How many lines in the records below contain the string "flame"? Reply with the number alone.

- _Record set_:
--------------------------------

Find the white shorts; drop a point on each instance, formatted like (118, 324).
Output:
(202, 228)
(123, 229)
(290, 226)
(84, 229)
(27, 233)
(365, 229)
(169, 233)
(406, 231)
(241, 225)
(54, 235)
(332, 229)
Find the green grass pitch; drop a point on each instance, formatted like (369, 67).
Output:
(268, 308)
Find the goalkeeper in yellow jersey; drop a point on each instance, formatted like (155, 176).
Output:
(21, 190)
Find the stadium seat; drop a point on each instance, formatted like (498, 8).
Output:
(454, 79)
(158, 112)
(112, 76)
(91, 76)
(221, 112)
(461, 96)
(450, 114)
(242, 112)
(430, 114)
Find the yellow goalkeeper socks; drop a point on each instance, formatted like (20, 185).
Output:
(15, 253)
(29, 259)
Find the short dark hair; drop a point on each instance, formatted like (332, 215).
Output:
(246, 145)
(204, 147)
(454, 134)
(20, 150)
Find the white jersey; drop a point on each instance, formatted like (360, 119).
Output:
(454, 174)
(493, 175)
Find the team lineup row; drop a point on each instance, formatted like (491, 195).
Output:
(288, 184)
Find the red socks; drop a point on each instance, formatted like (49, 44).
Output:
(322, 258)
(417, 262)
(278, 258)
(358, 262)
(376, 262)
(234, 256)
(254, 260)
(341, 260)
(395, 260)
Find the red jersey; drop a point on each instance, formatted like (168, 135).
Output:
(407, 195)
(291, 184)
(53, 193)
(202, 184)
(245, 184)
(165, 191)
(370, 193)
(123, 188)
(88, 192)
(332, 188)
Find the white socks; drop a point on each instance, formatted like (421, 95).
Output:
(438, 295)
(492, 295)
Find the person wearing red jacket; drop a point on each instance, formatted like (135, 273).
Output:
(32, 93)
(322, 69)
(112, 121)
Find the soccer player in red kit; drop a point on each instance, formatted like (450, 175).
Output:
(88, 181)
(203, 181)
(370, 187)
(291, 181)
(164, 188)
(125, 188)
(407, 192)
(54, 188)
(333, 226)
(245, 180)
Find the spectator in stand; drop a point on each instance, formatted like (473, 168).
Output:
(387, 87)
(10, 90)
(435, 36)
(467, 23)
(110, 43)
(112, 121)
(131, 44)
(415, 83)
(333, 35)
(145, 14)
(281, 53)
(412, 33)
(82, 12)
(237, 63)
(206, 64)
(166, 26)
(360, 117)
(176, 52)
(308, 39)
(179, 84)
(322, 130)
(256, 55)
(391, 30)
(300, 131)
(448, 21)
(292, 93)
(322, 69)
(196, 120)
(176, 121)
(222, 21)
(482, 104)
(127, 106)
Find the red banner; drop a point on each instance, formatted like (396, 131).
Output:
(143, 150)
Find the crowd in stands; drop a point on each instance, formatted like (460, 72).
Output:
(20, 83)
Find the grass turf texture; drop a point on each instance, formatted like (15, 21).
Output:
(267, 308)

--------------------------------

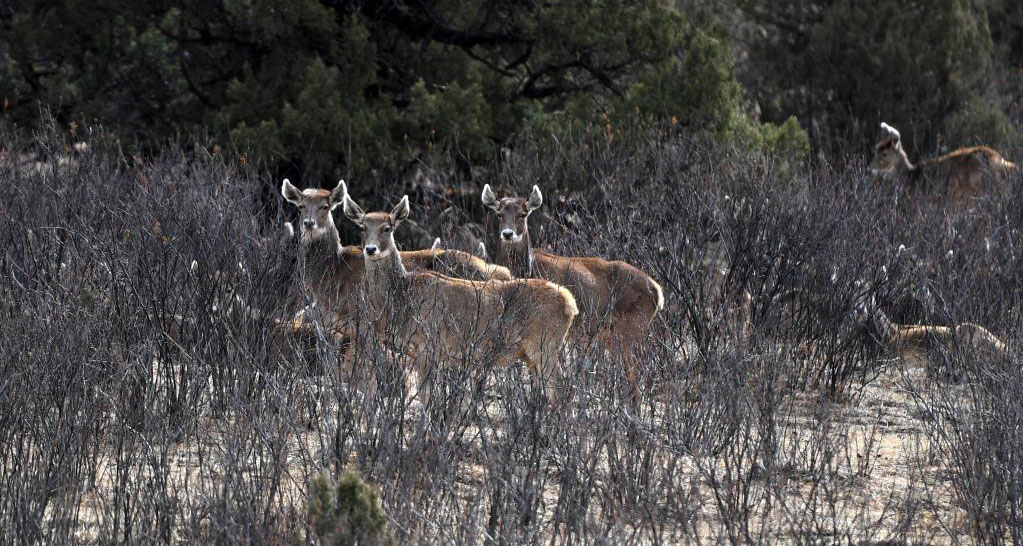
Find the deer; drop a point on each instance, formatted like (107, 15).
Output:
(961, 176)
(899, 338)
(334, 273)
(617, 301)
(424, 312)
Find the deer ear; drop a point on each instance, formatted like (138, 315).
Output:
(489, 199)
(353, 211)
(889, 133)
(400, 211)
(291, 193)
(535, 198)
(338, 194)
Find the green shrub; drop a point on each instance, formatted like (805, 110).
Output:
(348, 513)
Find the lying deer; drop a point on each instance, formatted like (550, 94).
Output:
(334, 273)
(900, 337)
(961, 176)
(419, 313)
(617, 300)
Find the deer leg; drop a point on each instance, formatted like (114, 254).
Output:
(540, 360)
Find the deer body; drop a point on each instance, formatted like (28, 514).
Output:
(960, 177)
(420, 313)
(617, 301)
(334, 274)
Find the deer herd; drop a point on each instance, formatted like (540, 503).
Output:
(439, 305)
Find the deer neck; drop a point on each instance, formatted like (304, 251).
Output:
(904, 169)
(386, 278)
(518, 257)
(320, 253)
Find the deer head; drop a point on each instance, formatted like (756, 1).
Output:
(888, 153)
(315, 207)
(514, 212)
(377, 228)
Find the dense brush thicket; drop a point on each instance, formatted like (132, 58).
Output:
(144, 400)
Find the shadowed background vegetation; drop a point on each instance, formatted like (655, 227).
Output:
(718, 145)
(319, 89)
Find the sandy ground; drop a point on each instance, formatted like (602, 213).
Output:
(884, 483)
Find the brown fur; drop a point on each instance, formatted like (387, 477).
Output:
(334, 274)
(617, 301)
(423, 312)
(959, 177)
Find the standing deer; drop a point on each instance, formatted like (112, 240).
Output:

--------------------------------

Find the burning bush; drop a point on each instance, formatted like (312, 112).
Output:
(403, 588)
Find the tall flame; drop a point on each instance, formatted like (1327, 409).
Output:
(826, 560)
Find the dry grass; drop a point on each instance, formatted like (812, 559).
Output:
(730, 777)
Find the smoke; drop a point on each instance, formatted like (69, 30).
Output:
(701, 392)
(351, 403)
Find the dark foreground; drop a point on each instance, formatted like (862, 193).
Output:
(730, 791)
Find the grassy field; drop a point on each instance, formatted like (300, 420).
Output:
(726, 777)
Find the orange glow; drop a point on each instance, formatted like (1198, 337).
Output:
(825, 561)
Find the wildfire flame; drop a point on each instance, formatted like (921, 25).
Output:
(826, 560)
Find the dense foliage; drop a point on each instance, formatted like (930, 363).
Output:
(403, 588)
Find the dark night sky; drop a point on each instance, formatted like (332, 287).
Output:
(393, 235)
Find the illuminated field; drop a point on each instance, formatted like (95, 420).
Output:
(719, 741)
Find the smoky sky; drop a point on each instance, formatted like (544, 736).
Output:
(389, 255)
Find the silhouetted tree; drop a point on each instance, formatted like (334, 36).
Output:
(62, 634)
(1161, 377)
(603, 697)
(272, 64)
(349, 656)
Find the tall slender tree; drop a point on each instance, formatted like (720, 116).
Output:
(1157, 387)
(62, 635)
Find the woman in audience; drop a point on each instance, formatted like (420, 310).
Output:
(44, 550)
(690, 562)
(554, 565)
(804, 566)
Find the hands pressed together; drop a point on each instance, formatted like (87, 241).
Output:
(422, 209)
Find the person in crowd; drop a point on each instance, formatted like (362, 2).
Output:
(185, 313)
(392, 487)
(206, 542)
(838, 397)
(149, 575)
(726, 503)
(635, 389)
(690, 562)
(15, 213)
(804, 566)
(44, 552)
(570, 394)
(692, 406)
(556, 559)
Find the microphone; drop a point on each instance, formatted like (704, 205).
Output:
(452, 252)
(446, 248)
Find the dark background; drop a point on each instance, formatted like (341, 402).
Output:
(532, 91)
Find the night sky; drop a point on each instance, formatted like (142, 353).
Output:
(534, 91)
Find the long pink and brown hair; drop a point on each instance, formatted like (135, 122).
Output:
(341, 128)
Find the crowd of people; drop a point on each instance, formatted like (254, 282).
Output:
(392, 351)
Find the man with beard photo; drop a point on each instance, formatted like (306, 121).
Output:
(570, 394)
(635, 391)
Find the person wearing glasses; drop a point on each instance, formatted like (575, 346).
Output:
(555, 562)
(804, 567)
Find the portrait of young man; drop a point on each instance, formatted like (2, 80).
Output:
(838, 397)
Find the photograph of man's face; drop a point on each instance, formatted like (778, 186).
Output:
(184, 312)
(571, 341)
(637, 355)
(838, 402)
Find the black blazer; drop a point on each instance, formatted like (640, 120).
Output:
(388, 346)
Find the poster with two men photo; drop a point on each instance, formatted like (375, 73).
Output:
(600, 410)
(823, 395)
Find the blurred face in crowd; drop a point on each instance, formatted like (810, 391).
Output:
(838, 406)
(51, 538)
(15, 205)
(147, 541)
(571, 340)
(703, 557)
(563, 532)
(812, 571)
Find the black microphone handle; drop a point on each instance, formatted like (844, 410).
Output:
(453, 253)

--------------------------------

- _Output of the task_: 2